Job: Exactly as written, transcribe the lines that run from the one containing "the studded skirt" to the end of the records below.

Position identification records

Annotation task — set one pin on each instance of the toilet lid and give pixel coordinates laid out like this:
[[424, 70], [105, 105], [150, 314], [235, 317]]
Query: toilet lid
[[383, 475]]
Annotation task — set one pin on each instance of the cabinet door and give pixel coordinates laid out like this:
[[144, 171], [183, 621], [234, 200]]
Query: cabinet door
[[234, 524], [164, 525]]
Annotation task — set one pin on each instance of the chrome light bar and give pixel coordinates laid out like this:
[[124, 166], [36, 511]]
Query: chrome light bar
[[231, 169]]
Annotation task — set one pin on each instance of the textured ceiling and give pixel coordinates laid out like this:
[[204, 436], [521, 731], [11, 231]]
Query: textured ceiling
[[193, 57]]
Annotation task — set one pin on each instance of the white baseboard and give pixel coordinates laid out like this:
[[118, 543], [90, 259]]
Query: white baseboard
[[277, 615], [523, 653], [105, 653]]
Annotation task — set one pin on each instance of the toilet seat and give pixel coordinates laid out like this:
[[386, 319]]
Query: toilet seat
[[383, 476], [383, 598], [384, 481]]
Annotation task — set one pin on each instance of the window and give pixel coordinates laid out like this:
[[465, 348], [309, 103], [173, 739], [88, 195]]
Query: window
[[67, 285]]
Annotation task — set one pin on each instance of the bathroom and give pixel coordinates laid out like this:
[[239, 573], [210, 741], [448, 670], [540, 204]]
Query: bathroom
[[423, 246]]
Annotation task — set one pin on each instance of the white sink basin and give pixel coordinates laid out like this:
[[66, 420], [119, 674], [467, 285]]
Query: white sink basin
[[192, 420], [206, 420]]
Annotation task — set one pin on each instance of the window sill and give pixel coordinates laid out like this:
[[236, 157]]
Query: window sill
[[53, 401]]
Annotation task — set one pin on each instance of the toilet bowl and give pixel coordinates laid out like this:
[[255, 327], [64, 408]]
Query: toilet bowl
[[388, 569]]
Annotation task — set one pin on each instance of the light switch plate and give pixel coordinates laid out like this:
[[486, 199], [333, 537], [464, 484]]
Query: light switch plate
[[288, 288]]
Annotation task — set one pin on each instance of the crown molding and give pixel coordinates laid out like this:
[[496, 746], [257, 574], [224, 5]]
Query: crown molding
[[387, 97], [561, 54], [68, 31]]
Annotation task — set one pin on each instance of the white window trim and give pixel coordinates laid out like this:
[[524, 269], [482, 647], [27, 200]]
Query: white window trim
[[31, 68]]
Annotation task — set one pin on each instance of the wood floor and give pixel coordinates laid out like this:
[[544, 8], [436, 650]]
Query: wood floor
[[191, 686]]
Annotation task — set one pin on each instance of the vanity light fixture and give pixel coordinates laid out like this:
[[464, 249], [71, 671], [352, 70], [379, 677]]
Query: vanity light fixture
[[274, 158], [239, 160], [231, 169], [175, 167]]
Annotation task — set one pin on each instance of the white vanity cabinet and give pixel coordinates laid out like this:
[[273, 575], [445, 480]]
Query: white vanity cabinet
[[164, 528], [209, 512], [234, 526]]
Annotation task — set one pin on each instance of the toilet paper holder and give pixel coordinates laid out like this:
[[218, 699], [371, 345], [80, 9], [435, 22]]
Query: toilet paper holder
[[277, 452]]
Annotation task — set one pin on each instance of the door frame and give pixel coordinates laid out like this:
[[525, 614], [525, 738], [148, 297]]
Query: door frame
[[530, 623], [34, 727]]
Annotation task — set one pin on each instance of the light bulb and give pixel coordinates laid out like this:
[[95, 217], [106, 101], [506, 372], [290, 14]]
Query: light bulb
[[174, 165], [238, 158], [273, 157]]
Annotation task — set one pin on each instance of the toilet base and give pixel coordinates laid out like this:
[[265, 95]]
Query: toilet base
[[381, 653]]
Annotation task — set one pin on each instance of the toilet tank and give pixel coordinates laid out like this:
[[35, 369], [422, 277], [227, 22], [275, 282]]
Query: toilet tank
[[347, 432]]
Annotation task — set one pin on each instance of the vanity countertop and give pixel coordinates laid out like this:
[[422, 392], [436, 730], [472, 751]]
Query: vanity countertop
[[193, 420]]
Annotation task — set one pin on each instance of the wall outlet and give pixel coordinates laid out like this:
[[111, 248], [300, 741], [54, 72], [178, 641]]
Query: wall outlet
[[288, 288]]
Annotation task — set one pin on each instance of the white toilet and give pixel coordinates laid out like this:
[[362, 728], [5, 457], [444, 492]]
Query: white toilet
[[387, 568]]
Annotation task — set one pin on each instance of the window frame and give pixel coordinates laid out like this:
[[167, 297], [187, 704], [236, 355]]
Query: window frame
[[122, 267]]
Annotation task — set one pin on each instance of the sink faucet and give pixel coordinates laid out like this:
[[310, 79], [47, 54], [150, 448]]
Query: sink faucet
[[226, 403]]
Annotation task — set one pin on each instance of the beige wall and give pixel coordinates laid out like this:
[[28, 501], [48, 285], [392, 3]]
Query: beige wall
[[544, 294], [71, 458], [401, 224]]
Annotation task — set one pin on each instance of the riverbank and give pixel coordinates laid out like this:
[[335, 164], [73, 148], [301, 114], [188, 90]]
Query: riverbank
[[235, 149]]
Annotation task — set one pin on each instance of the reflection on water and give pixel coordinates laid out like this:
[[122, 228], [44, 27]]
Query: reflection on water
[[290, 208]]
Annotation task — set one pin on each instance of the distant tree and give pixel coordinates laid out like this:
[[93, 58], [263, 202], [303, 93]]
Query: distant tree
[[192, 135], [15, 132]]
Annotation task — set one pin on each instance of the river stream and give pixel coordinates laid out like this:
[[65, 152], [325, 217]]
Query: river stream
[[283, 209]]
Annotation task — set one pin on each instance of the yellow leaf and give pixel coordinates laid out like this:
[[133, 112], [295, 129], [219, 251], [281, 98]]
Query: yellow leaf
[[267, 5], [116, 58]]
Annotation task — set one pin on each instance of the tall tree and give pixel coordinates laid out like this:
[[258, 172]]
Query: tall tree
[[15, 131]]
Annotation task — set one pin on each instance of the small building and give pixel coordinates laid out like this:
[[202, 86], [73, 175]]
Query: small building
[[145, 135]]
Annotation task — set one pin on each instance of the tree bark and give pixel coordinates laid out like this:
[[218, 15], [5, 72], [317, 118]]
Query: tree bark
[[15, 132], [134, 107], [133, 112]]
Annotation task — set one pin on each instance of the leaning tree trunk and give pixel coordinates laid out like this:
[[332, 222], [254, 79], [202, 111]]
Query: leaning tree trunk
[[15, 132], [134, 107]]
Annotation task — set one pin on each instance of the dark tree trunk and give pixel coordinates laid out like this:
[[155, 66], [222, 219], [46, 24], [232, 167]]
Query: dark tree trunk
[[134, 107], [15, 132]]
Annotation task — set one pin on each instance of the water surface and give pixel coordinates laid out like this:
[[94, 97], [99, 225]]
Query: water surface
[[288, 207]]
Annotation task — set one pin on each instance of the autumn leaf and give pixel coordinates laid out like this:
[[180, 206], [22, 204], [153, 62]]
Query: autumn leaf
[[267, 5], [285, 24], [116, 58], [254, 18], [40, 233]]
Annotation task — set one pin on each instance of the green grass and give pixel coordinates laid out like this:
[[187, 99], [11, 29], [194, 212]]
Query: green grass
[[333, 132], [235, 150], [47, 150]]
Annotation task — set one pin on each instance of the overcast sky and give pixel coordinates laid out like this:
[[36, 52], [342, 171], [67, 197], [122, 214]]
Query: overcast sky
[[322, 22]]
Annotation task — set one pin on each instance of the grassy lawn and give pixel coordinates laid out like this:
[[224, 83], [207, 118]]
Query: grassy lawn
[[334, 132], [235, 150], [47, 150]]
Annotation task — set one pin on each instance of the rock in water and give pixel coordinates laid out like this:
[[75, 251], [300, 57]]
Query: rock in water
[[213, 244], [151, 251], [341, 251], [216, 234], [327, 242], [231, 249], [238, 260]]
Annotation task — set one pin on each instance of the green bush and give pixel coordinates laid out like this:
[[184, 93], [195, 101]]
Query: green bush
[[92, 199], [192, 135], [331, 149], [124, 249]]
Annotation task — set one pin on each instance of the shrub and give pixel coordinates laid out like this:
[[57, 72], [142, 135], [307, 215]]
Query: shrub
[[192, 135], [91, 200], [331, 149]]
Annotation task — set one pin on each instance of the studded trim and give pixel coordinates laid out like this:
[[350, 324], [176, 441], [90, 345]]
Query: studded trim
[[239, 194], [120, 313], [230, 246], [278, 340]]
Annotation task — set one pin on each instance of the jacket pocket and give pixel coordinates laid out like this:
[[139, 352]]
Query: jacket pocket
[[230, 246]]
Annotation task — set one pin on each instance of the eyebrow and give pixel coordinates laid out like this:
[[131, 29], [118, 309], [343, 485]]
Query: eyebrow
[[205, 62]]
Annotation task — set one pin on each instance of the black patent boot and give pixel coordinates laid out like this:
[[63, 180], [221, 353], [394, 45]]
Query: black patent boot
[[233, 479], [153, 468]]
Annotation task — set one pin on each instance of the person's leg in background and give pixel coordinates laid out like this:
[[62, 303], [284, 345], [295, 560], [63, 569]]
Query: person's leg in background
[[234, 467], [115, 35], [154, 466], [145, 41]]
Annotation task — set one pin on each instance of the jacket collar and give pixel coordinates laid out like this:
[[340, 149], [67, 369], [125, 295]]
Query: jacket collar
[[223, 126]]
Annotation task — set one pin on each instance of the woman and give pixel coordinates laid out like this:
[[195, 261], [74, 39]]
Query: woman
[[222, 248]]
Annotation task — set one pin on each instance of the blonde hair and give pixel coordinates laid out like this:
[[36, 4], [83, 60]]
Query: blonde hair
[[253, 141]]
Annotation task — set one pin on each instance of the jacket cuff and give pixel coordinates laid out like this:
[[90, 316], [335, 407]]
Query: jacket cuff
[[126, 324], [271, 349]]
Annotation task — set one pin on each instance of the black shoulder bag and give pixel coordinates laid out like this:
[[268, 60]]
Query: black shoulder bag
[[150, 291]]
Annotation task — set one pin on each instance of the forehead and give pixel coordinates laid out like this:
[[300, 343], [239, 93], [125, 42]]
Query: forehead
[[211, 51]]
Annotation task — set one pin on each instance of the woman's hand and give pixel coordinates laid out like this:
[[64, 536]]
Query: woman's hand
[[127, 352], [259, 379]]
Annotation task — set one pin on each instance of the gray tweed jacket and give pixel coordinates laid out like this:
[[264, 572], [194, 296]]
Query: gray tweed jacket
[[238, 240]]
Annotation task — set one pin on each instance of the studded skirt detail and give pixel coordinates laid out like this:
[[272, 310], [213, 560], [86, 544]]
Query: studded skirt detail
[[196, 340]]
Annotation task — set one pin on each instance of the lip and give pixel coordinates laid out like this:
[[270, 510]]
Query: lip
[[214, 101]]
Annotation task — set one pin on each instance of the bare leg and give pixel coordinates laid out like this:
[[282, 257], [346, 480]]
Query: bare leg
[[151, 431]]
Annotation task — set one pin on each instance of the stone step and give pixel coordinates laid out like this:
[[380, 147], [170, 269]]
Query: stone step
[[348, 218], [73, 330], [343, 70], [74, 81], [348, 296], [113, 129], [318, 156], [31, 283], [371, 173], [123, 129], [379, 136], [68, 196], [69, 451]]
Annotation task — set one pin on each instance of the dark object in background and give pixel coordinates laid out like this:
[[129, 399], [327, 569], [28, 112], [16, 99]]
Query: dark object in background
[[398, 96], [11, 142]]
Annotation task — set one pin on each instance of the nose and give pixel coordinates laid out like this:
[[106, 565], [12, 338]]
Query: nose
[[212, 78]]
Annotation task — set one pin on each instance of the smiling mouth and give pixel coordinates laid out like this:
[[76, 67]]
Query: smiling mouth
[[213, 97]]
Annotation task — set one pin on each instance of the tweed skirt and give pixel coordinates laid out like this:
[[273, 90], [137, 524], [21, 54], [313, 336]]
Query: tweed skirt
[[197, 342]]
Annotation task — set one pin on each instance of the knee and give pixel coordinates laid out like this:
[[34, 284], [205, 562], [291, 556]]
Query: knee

Solution to the problem:
Annotation task — set one pin on each instance of the studded skirt detail and give pixel coordinates laid out like this:
[[272, 310], [213, 560], [86, 544]]
Query: studded skirt detail
[[196, 340]]
Annotation task — set one pin on each instance of the lip and give pixel coordinates laid out like this:
[[270, 510]]
Query: lip
[[214, 101]]
Annotation task — set one pin on each instance of the bare leg and give pixel coordinates laid out like this:
[[282, 257], [346, 480]]
Query: bare leg
[[151, 431]]
Annotation task — set one pin on each instance of the stone step and give pixel coordinates laid out like this:
[[380, 147], [170, 269]]
Query: stone step
[[348, 218], [73, 330], [343, 70], [74, 81], [348, 296], [113, 129], [318, 156], [31, 283], [371, 173], [123, 129], [379, 136], [68, 196], [69, 451]]
Annotation task — set one pin on each instance of the dark object in background and give pixel coordinates laid out like this:
[[129, 399], [327, 569], [28, 112], [16, 99]]
Query: dark object in background
[[398, 96], [11, 142]]
Annotation task — set one pin on each instance of the nose and give pixel coordinates laid out like this:
[[106, 565], [12, 338]]
Query: nose
[[212, 78]]
Annotation task — set one pin on each instance of the smiling mouth and give pixel coordinates laid out like this:
[[76, 67]]
Query: smiling mouth
[[213, 97]]
Annotation task — set one pin on each instance of the tweed skirt and give pixel coordinates laid out like this:
[[273, 90], [137, 524], [21, 54], [313, 336]]
Query: tweed skirt
[[197, 342]]
Annotation task — set one pin on each instance of the knee and give pixel coordinates laid out like this:
[[34, 284], [205, 562], [291, 556]]
Query: knee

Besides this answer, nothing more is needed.